--- BEGIN ---

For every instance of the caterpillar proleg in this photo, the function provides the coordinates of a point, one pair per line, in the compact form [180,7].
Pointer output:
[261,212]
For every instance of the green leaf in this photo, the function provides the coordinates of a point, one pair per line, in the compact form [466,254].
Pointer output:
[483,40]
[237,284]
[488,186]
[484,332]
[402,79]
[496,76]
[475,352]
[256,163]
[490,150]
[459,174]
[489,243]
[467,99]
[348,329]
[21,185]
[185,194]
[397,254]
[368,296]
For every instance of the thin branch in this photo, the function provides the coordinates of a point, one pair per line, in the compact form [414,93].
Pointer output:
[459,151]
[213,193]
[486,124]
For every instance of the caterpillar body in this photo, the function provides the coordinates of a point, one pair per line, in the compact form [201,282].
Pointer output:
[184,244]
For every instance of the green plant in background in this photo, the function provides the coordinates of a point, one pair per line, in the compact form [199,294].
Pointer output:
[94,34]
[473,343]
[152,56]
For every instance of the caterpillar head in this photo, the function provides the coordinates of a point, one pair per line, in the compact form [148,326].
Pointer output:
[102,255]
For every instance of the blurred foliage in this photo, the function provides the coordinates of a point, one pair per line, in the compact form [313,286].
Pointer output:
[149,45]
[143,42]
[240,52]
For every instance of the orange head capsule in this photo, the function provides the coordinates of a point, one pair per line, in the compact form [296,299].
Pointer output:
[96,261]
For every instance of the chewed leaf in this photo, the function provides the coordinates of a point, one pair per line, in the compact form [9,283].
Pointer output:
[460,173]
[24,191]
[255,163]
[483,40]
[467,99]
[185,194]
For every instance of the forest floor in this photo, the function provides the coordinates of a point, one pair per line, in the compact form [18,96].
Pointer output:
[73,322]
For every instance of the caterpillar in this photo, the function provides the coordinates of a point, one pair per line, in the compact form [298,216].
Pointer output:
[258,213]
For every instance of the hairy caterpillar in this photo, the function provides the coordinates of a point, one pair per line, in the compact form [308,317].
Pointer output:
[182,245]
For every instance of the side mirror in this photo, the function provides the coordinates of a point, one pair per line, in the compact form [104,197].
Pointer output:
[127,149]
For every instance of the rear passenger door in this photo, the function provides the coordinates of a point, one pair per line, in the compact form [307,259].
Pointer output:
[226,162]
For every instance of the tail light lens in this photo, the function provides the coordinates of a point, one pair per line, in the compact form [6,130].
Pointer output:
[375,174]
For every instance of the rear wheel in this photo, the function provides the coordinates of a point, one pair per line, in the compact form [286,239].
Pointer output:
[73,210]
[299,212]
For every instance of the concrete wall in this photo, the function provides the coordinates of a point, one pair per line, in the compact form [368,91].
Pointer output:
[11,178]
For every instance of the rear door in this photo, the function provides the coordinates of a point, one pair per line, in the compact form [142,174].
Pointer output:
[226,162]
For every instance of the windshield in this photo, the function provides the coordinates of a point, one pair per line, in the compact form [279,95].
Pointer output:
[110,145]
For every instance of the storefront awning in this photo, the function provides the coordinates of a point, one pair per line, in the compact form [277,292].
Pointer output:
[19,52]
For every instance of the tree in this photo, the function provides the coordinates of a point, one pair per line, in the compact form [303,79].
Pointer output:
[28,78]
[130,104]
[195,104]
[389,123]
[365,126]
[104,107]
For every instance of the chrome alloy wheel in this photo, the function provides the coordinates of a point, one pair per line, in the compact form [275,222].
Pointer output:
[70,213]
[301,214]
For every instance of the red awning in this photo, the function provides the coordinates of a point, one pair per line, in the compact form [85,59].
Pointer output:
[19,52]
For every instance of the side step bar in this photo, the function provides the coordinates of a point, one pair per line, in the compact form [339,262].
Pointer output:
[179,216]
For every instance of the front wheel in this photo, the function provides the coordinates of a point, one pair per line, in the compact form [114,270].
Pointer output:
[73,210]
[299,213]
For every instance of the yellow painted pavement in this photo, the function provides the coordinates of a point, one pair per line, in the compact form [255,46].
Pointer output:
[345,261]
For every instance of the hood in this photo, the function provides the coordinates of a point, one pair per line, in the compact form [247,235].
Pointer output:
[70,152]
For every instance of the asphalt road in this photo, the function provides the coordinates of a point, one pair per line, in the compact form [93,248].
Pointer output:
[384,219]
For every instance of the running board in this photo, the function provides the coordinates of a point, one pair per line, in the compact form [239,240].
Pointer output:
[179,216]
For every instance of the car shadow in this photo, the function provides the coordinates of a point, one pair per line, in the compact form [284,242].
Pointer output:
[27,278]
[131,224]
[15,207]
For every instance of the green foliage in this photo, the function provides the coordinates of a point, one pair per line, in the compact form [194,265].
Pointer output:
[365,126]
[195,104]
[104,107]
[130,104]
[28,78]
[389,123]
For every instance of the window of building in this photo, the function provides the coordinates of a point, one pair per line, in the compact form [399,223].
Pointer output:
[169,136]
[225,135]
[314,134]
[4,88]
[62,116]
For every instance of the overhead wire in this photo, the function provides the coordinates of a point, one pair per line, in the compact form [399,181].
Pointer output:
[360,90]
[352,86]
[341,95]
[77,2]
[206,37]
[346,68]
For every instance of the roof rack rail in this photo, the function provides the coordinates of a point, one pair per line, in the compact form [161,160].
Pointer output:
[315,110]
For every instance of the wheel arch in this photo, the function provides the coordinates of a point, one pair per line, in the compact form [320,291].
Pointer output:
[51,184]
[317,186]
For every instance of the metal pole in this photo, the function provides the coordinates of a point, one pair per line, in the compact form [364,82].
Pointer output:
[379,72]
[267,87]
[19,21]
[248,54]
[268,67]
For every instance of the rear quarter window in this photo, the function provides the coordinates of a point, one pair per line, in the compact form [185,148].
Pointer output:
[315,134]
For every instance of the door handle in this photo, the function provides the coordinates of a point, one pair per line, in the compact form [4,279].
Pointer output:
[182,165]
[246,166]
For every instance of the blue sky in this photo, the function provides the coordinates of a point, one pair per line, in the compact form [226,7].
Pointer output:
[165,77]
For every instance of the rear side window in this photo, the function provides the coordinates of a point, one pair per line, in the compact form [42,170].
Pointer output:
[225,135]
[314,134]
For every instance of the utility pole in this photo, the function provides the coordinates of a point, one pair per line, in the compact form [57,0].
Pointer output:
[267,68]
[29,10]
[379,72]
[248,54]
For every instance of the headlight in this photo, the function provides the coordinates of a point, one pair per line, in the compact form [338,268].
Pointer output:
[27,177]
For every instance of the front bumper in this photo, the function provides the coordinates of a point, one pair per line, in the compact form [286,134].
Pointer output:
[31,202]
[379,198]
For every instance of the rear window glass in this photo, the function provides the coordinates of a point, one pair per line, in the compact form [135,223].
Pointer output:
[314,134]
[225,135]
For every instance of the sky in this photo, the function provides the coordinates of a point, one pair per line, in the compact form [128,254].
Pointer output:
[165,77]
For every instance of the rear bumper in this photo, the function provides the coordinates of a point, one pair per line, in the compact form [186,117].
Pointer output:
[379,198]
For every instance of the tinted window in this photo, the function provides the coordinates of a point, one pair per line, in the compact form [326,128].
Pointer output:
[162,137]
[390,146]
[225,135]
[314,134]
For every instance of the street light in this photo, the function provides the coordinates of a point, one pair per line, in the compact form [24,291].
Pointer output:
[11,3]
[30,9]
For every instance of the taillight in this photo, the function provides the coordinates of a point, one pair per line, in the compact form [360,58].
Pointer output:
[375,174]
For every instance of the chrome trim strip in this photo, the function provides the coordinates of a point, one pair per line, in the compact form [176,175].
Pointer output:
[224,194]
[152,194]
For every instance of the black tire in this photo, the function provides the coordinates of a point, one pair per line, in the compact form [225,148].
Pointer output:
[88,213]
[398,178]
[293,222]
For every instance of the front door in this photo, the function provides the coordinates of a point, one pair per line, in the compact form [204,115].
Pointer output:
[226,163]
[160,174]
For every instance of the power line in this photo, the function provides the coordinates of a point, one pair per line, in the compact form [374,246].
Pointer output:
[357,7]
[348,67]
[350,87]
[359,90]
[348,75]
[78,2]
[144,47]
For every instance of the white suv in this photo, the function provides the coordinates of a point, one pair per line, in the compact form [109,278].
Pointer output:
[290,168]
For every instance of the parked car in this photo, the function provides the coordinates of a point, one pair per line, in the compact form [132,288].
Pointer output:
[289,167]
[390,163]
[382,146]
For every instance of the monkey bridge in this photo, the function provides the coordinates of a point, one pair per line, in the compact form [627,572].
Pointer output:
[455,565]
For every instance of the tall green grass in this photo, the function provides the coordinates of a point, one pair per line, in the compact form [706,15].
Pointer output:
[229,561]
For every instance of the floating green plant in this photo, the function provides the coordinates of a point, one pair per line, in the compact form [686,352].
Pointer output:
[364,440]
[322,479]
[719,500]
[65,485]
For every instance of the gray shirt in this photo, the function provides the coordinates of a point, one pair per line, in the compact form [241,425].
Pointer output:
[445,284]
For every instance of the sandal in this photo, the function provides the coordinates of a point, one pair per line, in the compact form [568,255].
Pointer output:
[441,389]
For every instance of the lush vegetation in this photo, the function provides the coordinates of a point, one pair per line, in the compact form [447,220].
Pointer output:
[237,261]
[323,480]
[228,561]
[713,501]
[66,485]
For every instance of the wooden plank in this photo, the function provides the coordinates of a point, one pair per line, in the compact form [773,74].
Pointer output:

--- END ---

- Work to complete: Can you quote exactly the lines from the one containing "For every instance of the gray" through the last line of the records above, and nothing else?

- Written solution:
For every instance of the gray shirt in this photo, the function provides the coordinates of a point, one pair per line, in the compact form [241,425].
Pointer output:
[445,284]
For every instance of the sandal in this photo, the function provides the coordinates of a point, one pair per line, in the compact form [568,255].
Pointer output:
[441,389]
For every instance of the lush vegetation in this photo, the function provides the coordinates of a point, one pair per line, in the compact form [447,220].
Pointer output:
[237,261]
[323,480]
[228,561]
[713,501]
[66,485]
For every instance of the wooden plank in this photo, the function provides the coordinates of a point, one pair per line, in the compact form [773,74].
Pointer output:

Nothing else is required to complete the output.